◆ What you have to do:
Print the passage on the pandemic's economic fallout word for word, from "Ted and I had" up to and including "to recover from.".

◆ Source passage:
* * *

Let’s Hope The Scientists Have Got This Right.

It’s unprecedented times. There’s going to be a massive economic fallout from this pandemic of COVID 19, so I hope the scientists got this right.

Ted and I had quite a robust discussion on this tonight. He’s a financier. A business man, he knows his stuff when it comes to money. He thinks there will be many business’s ruined by the measures being put in place under scientists recommendations. He predicts potentially longer term adverse effects being deaths due to suicide and chronic mental health diagnoses of depression and anxiety and stress related illnesses as a result of lives changed due to financial ruin.

His opinion is there will be a lot to answer for once the hype is over. That once there’s calm again many questions will be asked. He predicts this to be worse than the 80’s crash and that we could potentially see another depression like situation that could take some years to recover from.

Talking to him tonight undoubtedly left me with a sense of gloom. Up until then as much as this situation felt disruptive I was feeling positive that we were doing all we could across the world to save lives. That governments world wide are keeping the infectious curve as manageable as possible.

My thought coming from a health care perspective. His from a business and economic perspective. He believes we should do the rapid peak approach. Rapid infection rate but over shortly. He says the media are sensationalising the issue causing public fear and that the governments are being reactive to that. He believes the governments are bowing to public pressure of ‘ keeping us safe’. Ted believes that it’s ridiculous, that it’s a virus and the amount of world deaths will be no different to flu’s and other illness that kill thousands each year.

* * *

◆ Stored data:
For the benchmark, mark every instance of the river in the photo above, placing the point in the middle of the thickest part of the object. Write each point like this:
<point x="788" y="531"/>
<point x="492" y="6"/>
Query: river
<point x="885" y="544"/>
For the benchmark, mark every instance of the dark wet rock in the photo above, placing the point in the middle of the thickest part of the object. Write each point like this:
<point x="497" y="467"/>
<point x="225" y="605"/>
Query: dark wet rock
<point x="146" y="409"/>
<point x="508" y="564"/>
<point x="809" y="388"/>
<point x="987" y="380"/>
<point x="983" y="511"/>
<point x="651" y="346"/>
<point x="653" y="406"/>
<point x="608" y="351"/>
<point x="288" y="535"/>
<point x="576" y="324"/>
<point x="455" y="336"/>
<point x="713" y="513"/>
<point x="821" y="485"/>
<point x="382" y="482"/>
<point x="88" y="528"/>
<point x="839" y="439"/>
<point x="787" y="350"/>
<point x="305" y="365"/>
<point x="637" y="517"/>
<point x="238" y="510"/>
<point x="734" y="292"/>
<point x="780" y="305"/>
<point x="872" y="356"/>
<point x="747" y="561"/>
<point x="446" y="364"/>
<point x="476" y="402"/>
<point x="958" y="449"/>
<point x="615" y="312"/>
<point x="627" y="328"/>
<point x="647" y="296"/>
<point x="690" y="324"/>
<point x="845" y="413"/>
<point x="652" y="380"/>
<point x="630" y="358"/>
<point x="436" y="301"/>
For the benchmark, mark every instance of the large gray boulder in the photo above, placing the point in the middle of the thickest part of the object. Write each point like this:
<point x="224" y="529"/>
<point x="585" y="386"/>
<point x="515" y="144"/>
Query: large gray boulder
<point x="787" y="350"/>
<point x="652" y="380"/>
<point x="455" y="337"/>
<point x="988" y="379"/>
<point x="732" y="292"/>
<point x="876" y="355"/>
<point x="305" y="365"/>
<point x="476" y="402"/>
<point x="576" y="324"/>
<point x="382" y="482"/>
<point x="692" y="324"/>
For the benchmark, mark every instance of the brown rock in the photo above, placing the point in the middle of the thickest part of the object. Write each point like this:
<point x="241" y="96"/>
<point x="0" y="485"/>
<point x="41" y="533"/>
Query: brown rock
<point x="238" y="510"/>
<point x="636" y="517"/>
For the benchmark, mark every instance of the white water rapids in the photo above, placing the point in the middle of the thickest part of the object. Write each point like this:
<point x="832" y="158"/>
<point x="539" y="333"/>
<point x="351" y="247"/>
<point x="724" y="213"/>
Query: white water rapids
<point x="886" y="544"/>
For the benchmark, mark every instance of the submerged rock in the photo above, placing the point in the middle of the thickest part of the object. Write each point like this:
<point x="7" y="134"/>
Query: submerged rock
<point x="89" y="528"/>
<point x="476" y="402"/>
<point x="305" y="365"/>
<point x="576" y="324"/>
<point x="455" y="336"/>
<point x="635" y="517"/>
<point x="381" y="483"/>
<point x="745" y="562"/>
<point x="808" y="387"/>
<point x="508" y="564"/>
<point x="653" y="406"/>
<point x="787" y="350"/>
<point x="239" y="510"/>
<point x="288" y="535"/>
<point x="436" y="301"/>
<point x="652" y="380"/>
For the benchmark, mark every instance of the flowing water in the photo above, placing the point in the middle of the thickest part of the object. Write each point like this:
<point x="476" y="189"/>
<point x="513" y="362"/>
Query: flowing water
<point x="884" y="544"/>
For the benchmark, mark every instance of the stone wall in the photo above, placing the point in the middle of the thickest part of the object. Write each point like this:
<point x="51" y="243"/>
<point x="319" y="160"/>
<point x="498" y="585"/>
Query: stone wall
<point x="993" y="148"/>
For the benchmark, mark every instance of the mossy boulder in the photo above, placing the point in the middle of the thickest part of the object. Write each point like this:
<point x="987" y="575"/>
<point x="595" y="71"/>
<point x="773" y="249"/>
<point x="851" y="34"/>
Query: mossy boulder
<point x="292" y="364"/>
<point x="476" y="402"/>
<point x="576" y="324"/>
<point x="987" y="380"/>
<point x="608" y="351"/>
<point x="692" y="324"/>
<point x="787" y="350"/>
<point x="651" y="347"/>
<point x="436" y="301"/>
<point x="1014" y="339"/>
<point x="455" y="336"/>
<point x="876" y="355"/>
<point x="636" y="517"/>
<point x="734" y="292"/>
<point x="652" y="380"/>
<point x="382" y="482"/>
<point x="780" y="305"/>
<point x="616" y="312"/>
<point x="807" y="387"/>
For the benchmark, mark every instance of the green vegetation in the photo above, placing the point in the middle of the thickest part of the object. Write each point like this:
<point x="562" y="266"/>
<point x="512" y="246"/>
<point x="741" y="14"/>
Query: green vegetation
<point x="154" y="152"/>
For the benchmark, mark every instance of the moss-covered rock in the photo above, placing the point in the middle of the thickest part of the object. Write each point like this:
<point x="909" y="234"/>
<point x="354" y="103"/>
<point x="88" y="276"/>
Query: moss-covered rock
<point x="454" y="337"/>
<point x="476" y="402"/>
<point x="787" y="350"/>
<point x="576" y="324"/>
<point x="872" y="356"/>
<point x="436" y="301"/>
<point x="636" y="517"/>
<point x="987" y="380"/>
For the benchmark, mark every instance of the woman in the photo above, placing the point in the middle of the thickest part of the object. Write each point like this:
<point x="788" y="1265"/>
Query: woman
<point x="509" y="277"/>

* * *

◆ Final answer:
Ted and I had quite a robust discussion on this tonight. He’s a financier. A business man, he knows his stuff when it comes to money. He thinks there will be many business’s ruined by the measures being put in place under scientists recommendations. He predicts potentially longer term adverse effects being deaths due to suicide and chronic mental health diagnoses of depression and anxiety and stress related illnesses as a result of lives changed due to financial ruin.

His opinion is there will be a lot to answer for once the hype is over. That once there’s calm again many questions will be asked. He predicts this to be worse than the 80’s crash and that we could potentially see another depression like situation that could take some years to recover from.